| What you have to do |
Take each line of the entries below that contains "instance" and copy it.

| Supplied entries |
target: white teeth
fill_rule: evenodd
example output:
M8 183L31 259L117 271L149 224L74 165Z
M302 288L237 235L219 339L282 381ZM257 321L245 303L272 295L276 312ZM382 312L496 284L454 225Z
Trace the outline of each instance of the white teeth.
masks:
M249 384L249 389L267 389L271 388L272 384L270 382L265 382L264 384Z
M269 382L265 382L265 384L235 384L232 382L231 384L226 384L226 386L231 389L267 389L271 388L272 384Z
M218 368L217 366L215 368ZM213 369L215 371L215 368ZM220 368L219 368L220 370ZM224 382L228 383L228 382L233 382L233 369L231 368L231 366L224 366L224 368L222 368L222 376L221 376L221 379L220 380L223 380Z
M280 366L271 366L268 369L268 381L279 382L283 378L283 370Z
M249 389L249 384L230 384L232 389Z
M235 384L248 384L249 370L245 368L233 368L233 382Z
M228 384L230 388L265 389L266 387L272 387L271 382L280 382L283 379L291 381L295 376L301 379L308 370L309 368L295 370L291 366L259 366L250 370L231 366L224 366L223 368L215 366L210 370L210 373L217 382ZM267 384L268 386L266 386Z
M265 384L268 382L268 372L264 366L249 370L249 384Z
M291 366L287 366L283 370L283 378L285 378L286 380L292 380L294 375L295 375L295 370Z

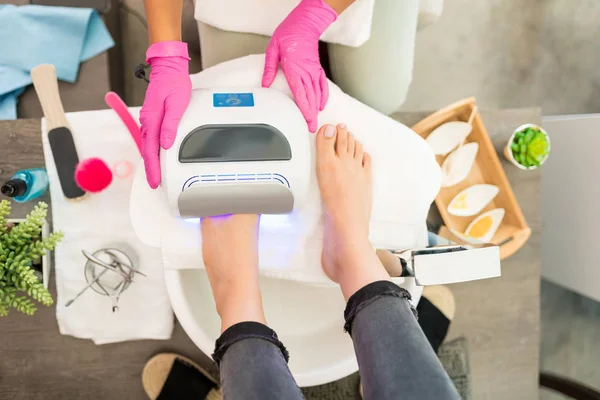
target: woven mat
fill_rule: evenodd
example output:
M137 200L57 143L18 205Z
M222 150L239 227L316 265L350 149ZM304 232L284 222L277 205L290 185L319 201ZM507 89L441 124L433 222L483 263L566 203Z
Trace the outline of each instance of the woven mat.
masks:
M464 337L442 344L438 356L463 400L471 400L469 352ZM303 388L307 400L361 400L358 372L335 382Z

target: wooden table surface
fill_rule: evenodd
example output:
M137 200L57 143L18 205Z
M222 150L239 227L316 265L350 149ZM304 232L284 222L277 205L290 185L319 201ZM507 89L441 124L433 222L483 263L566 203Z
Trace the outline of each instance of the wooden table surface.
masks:
M539 123L537 109L481 112L498 150L512 130ZM412 125L426 113L399 113ZM44 165L39 120L0 121L0 181L23 168ZM466 336L473 399L538 398L540 213L538 172L504 163L508 178L532 228L529 242L503 261L502 277L452 285L457 315L450 338ZM49 202L49 198L45 198ZM23 217L32 203L13 203ZM435 220L435 212L431 219ZM55 295L54 281L51 290ZM0 398L145 399L140 374L153 354L174 351L211 368L209 359L176 324L168 341L145 340L96 346L62 336L54 308L40 307L34 317L17 312L0 319Z

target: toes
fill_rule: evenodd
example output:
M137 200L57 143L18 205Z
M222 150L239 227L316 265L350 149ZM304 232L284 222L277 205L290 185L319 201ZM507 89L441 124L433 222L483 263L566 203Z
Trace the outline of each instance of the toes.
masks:
M348 154L350 157L354 157L354 150L356 150L356 139L352 133L348 133Z
M338 156L348 154L348 128L346 125L337 126L337 139L335 141L335 152Z
M359 162L363 161L363 156L365 154L365 150L363 145L360 142L356 142L356 148L354 149L354 159Z
M317 152L334 153L335 152L335 126L323 125L317 132Z
M371 172L371 156L369 155L369 153L365 153L363 156L363 167L365 168L365 170L367 170L367 172Z

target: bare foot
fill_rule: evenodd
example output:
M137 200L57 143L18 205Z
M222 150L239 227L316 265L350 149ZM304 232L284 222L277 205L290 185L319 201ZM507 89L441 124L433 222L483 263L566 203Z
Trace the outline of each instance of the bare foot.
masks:
M319 130L317 178L325 205L323 270L348 300L389 275L369 242L371 158L345 125Z
M238 322L266 324L258 286L258 215L202 220L202 253L221 331Z

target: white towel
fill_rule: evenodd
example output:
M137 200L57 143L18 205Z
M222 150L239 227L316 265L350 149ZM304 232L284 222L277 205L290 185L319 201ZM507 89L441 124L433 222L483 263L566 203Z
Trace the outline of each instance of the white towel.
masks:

| Solution to this problem |
Trace the outline of each instance of the white teeth.
Trace the outline of each instance of the woven mat.
Trace the outline of each instance of the wooden table surface.
Trace the outline of each instance of the toes.
Trace the outline of each instance of the bare foot.
Trace the outline of each instance of the white towel.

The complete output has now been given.